------ 読解文

上記課題を解決するソケットは、車両のボディに対し開閉動作するドアと上記ボディとの間に設けられてドアの開き動作を規制するロック機構に適用される。同ソケットは、ドア側とボディ側とのうちの一方に繋がるケースを備える。このケースには、ドア側とボディ側とのうちの他方に繋がるジョイント部材の頭部を同ケース内に挿入させる挿入孔、及び、その挿入孔の内壁面に繋がるよう同挿入孔に対し並列になるとともに同挿入孔よりも幅の小さい係合孔が形成されている。上記係合孔は、ドアの開き動作時にジョイント部材がケースに対し相対移動する方向に向けて上記挿入孔の内壁面から離れるよう、且つ、ジョイント部材における頭部よりも小さい胴部を挿入可能な幅となるよう形成されている。上記ケースの内部には、挿入孔から挿入されたジョイント部材の頭部を係合孔側に向けて付勢する付勢部材が設けられている。
【0010】
上記構成によれば、ソケットとジョイント部材との連結時には、ソケットのケースにおける係合孔をジョイント部材の胴部が通過した状態で、ケースの内部にジョイント部材の頭部が位置している。この位置での頭部はケースに対し抜き出されないように係合されており、そうした係合を通じてケース(ソケット)とジョイント部材とが連結され、ひいてはボディ側とドア側とが連結される。また、このときのジョイント部材の頭部は、ケース内において付勢部材により挿入孔側から係合孔側に向けて付勢されており、それによって上記位置からずれないようにされている。
【0011】
ボディ側とドア側との連結、すなわちソケット(ケース)とジョイント部材との連結を解除する際には、両者を付勢部材による付勢力に抗する方向に相対移動させることにより、ケース内におけるジョイント部材の頭部を同ケースの挿入孔に対応して位置させる。この状態のもと、互いに離間する方向についてのジョイント部材とケースとの相対移動を通じて、ジョイント部材の頭部を挿入孔からケース外に抜き出すことにより、ソケットとジョイント部材との連結が解除される。このように、ソケットとジョイント部材との連結の解除が上述した二つの方向についての相対移動を通じておこなわれるため、ボディ側とドア側との連結を簡単に解除することができる。
【0012】
上記ソケットの付勢部材は、ジョイント部材の頭部に対し直接的に接触して上記頭部を押圧する押圧部材を介して、その頭部を係合孔側に付勢するものとすることが考えられる。更に、押圧部材は、ジョイント部材の頭部に接触するとき、挿入孔に対応して位置するものとすることが考えられる。
【0013】
この構成によれば、ソケット(ケース)とジョイント部材との連結時、ケース内におけるジョイント部材の頭部は、同頭部に対し直接的に接触する押圧部材を介して、付勢部材により挿入孔側から係合孔側に向けて付勢される。このときのケース内の押圧部材は挿入孔に対応して位置するため、ケースの外からの挿入孔を介した目視により、ジョイント部材の頭部に対する押圧部材の接触態様を適正となっているか否か確認することができる。

------------

▶ **作業指示**: ソケットについての読解文から、「上記課題を解決するソケットは」から「らずれないようにされている。」までを一字も変えずに抜き出せ。 記録は別の出典から取ったものである。

------ 提供記録

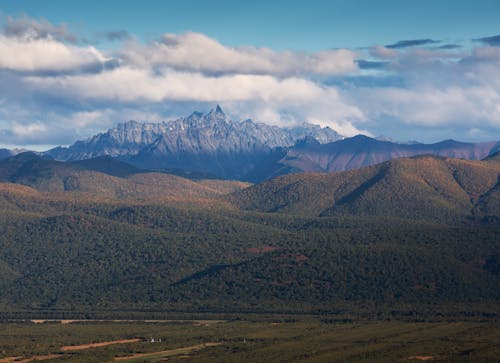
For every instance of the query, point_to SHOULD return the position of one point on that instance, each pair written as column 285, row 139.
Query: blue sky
column 425, row 70
column 279, row 24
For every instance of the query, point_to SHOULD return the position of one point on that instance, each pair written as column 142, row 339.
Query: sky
column 407, row 70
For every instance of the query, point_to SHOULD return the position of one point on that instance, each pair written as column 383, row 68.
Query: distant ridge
column 208, row 143
column 359, row 151
column 423, row 187
column 212, row 145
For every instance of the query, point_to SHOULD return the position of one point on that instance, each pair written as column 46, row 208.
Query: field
column 271, row 339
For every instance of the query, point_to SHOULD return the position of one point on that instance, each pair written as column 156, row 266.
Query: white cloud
column 199, row 53
column 128, row 84
column 42, row 55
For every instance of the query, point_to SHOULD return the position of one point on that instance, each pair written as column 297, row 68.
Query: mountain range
column 213, row 145
column 207, row 143
column 412, row 236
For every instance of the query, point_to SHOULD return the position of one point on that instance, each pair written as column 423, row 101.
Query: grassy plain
column 270, row 339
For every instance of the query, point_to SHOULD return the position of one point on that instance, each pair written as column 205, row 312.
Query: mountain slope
column 360, row 151
column 48, row 175
column 422, row 187
column 210, row 143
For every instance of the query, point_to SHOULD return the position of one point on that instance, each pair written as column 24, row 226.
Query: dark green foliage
column 413, row 236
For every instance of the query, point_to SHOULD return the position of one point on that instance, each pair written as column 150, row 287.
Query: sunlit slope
column 422, row 187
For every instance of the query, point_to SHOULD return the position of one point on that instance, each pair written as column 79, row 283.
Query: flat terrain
column 261, row 339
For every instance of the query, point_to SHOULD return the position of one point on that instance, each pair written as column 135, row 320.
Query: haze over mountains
column 213, row 144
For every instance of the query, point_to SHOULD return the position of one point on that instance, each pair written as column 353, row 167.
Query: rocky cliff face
column 207, row 134
column 210, row 142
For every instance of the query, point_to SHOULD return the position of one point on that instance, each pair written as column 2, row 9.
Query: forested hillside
column 412, row 236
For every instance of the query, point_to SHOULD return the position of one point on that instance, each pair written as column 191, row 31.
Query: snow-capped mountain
column 210, row 142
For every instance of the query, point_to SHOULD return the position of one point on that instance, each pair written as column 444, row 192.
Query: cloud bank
column 56, row 88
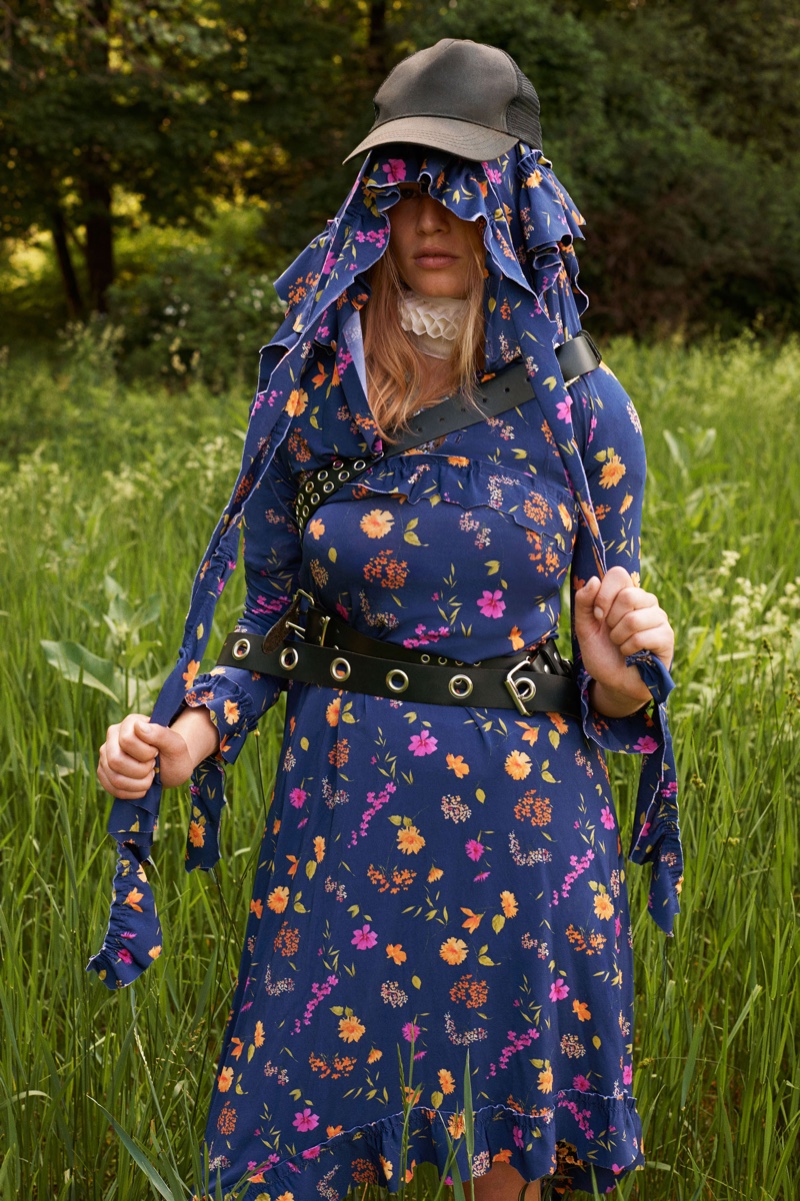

------------

▶ **解答**:
上記課題を解決するソケットは、車両のボディに対し開閉動作するドアと上記ボディとの間に設けられてドアの開き動作を規制するロック機構に適用される。同ソケットは、ドア側とボディ側とのうちの一方に繋がるケースを備える。このケースには、ドア側とボディ側とのうちの他方に繋がるジョイント部材の頭部を同ケース内に挿入させる挿入孔、及び、その挿入孔の内壁面に繋がるよう同挿入孔に対し並列になるとともに同挿入孔よりも幅の小さい係合孔が形成されている。上記係合孔は、ドアの開き動作時にジョイント部材がケースに対し相対移動する方向に向けて上記挿入孔の内壁面から離れるよう、且つ、ジョイント部材における頭部よりも小さい胴部を挿入可能な幅となるよう形成されている。上記ケースの内部には、挿入孔から挿入されたジョイント部材の頭部を係合孔側に向けて付勢する付勢部材が設けられている。
【0010】
上記構成によれば、ソケットとジョイント部材との連結時には、ソケットのケースにおける係合孔をジョイント部材の胴部が通過した状態で、ケースの内部にジョイント部材の頭部が位置している。この位置での頭部はケースに対し抜き出されないように係合されており、そうした係合を通じてケース(ソケット)とジョイント部材とが連結され、ひいてはボディ側とドア側とが連結される。また、このときのジョイント部材の頭部は、ケース内において付勢部材により挿入孔側から係合孔側に向けて付勢されており、それによって上記位置からずれないようにされている。